Each entry below needs to be reproduced exactly as given.

▶

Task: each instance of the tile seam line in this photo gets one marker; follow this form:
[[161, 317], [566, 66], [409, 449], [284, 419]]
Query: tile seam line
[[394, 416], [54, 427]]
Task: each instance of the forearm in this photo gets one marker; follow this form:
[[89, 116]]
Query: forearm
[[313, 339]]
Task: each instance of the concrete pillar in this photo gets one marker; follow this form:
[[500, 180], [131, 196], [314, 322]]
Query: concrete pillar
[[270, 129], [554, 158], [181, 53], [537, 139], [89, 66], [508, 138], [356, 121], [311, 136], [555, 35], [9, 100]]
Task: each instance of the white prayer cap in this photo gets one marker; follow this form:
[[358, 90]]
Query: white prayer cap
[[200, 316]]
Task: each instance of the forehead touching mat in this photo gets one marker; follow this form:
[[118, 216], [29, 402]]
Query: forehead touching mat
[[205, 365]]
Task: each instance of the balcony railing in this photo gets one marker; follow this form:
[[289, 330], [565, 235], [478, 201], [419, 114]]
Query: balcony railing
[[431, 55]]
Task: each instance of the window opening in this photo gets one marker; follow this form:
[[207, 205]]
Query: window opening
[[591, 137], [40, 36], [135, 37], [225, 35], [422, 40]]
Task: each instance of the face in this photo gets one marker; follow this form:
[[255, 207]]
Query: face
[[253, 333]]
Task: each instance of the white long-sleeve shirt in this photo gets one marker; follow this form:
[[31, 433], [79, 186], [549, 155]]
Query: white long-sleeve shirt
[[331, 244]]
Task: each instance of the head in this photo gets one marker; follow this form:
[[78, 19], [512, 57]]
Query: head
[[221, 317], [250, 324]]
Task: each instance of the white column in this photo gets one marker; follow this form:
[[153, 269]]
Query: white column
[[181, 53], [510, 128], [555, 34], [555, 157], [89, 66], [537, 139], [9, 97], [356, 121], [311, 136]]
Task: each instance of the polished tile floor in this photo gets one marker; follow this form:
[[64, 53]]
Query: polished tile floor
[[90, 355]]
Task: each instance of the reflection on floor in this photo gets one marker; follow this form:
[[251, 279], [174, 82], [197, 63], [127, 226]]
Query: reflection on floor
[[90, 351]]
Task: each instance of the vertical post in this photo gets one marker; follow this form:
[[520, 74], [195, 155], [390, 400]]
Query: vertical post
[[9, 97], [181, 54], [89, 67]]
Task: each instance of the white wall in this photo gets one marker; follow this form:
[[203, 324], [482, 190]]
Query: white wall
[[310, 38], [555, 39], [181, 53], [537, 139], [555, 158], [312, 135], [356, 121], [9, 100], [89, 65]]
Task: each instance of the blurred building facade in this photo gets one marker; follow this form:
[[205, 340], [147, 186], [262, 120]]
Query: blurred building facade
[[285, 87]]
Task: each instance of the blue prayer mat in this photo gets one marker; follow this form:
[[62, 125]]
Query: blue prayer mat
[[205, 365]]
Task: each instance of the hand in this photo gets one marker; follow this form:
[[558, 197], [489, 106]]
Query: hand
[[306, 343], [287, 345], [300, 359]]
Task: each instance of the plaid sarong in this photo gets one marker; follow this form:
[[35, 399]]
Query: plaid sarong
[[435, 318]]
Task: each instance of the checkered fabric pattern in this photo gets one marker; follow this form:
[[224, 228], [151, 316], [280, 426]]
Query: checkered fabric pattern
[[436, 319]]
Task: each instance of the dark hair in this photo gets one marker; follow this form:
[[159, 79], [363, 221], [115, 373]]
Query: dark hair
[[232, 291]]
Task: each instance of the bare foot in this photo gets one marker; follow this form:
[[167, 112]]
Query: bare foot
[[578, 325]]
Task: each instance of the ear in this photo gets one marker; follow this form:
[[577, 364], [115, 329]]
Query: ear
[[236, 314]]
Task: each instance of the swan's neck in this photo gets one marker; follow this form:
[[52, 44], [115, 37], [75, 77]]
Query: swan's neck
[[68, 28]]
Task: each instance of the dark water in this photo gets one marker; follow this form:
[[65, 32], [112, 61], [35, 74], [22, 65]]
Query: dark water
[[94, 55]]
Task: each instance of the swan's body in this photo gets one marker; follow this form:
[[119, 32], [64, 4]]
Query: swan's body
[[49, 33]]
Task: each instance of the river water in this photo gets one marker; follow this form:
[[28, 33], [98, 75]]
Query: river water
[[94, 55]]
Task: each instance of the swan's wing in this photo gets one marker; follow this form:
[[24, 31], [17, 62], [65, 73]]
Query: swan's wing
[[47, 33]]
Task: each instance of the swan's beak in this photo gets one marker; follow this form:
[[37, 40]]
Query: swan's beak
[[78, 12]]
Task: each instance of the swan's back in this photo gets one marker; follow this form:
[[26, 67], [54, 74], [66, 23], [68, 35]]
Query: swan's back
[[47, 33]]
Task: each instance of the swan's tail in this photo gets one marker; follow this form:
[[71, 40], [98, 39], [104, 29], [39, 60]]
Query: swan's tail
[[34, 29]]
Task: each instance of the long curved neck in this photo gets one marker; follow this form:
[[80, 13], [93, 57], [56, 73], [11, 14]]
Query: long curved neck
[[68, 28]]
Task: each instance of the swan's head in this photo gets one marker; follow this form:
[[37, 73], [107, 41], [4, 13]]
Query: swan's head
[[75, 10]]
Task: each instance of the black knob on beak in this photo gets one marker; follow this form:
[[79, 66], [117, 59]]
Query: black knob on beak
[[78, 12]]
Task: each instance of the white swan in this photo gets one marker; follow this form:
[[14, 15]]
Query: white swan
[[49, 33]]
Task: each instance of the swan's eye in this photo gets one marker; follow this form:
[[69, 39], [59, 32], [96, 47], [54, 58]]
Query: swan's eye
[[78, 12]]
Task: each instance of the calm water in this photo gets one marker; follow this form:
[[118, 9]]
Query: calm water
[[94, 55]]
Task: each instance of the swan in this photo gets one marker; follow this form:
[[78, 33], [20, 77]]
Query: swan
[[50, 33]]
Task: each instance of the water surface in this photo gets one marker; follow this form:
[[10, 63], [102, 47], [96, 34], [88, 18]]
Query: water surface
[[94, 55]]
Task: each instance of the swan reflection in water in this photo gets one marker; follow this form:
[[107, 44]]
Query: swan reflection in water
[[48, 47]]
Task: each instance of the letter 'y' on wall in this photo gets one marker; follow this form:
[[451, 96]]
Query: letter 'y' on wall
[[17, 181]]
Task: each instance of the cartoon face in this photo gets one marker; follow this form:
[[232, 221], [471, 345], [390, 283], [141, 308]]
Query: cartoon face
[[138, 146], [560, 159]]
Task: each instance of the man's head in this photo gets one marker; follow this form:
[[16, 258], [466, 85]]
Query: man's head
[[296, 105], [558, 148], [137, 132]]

◀

• Response box:
Task: each instance of the tile seam line in this photo gets one marker; follow this form:
[[161, 317], [566, 66], [409, 449], [284, 419]]
Query: tile seam line
[[394, 416], [54, 427]]
Task: each instance of the forearm in this photo gets one marker; follow this form:
[[89, 116]]
Query: forearm
[[313, 339]]
Task: each instance of the concrete pillar in this photo gets one marker; follow this form:
[[500, 180], [131, 196], [314, 322]]
Query: concrete pillar
[[270, 129], [554, 158], [181, 53], [537, 139], [89, 66], [508, 138], [356, 121], [311, 136], [555, 35], [9, 100]]
Task: each instance of the white prayer cap in this photo gets one marker; follow this form:
[[358, 90]]
Query: white prayer cap
[[200, 316]]
Task: each instance of the forehead touching mat in this photo gets one marker; follow this form:
[[118, 216], [29, 402]]
Query: forehead touching mat
[[205, 365]]
Task: each instance of the balcony railing in this photo gets one marker; follow this form:
[[289, 330], [565, 235], [478, 201], [419, 114]]
Query: balcony railing
[[431, 55]]
Task: each instance of the window opening in this photo gets one marker; follow this form:
[[207, 205]]
Query: window opening
[[591, 137], [40, 36], [135, 37], [225, 35], [422, 40]]
Task: each instance of the face in this photo gets one marker; follow this form:
[[255, 207]]
Query: face
[[253, 333]]
Task: each instance of the white long-sleeve shirt in this photo gets one marker; follow this form:
[[31, 433], [79, 186], [549, 155]]
Query: white long-sleeve shirt
[[331, 244]]
Task: each instance of the head in this photo gets one marker; follow this form:
[[78, 19], [512, 57]]
Query: head
[[221, 317], [250, 324]]
Task: each instance of the white column in this photo gets one marker; follow this form:
[[153, 269]]
Query: white column
[[181, 53], [510, 128], [555, 34], [555, 157], [89, 66], [537, 139], [9, 97], [356, 121], [311, 136]]
Task: each instance of the polished tile floor in this photo gets one marker; follow this form:
[[64, 53]]
Query: polished tile floor
[[90, 355]]
Task: each instance of the reflection on floor in this photo gets one marker; follow this form:
[[251, 279], [174, 82], [197, 63], [127, 226]]
Query: reflection on floor
[[90, 351]]
Task: each instance of the vertical post in this photo gets one marker; follow this form:
[[520, 74], [195, 155], [390, 400]]
Query: vertical post
[[9, 97], [181, 54], [89, 67]]
Task: each instance of the white wall in this photo gets one marker; follow this form:
[[203, 324], [482, 190]]
Query: white wall
[[310, 38], [555, 39], [181, 53], [537, 139], [555, 158], [312, 135], [356, 121], [9, 100], [89, 65]]
Task: each instance of the blurred building facade in this photo gets one marker; follow this form:
[[205, 340], [147, 186], [262, 120]]
Query: blurred building facade
[[285, 87]]
Task: each instance of the blue prayer mat in this photo gets one marker; follow this form:
[[62, 125]]
Query: blue prayer mat
[[205, 365]]
Task: each instance of the hand in this photo gets one marker; follow this form:
[[558, 197], [489, 106]]
Query: hand
[[306, 343], [287, 345], [300, 359]]
Task: each instance of the plaid sarong in this photo gets one marker; follow this form:
[[35, 399]]
Query: plaid sarong
[[435, 318]]
Task: each instance of the checkered fabric pattern in this photo gets one marker; follow this form:
[[224, 228], [151, 316], [280, 426]]
Query: checkered fabric pattern
[[436, 319]]
Task: each instance of the dark hair in this photo gets one marker; follow this form:
[[159, 79], [363, 221], [115, 373]]
Query: dark hair
[[232, 291]]
Task: each instance of the bare foot in this photo gets one marker; follow this form:
[[167, 112]]
Query: bare foot
[[578, 325]]
Task: each instance of the ear in this photo gets one marker; follow this form:
[[577, 364], [115, 329]]
Query: ear
[[236, 314]]
Task: each instance of the swan's neck in this photo gets one marker; follow this form:
[[52, 44], [115, 37], [75, 77]]
Query: swan's neck
[[68, 28]]
Task: each instance of the dark water in this photo gets one marker; follow this form:
[[65, 32], [112, 61], [35, 74], [22, 65]]
Query: dark water
[[94, 55]]
Task: each instance of the swan's body in this photo gets one marker; follow this form:
[[119, 32], [64, 4]]
Query: swan's body
[[49, 33]]
Task: each instance of the river water in this photo gets one marker; follow this form:
[[28, 33], [98, 75]]
Query: river water
[[94, 55]]
Task: each instance of the swan's wing in this photo gets one marker; follow this form:
[[24, 31], [17, 62], [65, 73]]
Query: swan's wing
[[47, 33]]
Task: each instance of the swan's beak in this photo gets one marker; follow this form:
[[37, 40]]
Query: swan's beak
[[78, 12]]
Task: each instance of the swan's back in this photo gets one marker; follow this form:
[[26, 67], [54, 74], [66, 23], [68, 35]]
Query: swan's back
[[47, 33]]
Task: each instance of the swan's tail in this photo gets one marker; follow this form:
[[71, 40], [98, 39], [104, 29], [39, 60]]
Query: swan's tail
[[34, 29]]
Task: each instance of the long curved neck in this photo gets one marker; follow this form:
[[80, 13], [93, 57], [56, 73], [11, 14]]
Query: long curved neck
[[68, 28]]
Task: each instance of the swan's head in this photo gets one marker; follow this form:
[[37, 73], [107, 41], [4, 13]]
Query: swan's head
[[75, 10]]
Task: each instance of the black knob on beak in this photo gets one marker; follow this form:
[[79, 66], [117, 59]]
Query: black knob on beak
[[78, 12]]
Task: each instance of the white swan in this photo gets one marker; follow this form:
[[14, 15]]
Query: white swan
[[49, 33]]
Task: each instance of the swan's eye in this photo gets one marker; follow this form:
[[69, 39], [59, 32], [96, 47], [54, 58]]
Query: swan's eye
[[78, 12]]
Task: each instance of the calm water in this photo gets one marker; follow this form:
[[118, 9]]
Query: calm water
[[94, 55]]
Task: each instance of the swan in this photo gets one marker; follow this form:
[[78, 33], [20, 77]]
Query: swan
[[50, 33]]
Task: each instance of the water surface in this photo gets one marker; follow this form:
[[10, 63], [102, 47], [96, 34], [88, 18]]
Query: water surface
[[94, 55]]
Task: each instance of the swan reflection in water in this photo gets one marker; follow this form:
[[107, 44]]
Query: swan reflection in water
[[48, 47]]
Task: each instance of the letter 'y' on wall in this photo gets one marker; follow this form:
[[451, 96]]
Query: letter 'y' on wall
[[17, 181]]
Task: each instance of the cartoon face in this photo gets one marker; follow this form:
[[232, 221], [471, 345], [390, 283], [141, 308]]
Query: cartoon face
[[138, 146], [560, 159]]
Task: each instance of the man's head in this photo gets one marker; follow this form:
[[16, 258], [466, 85]]
Query: man's head
[[296, 105], [558, 148], [137, 132]]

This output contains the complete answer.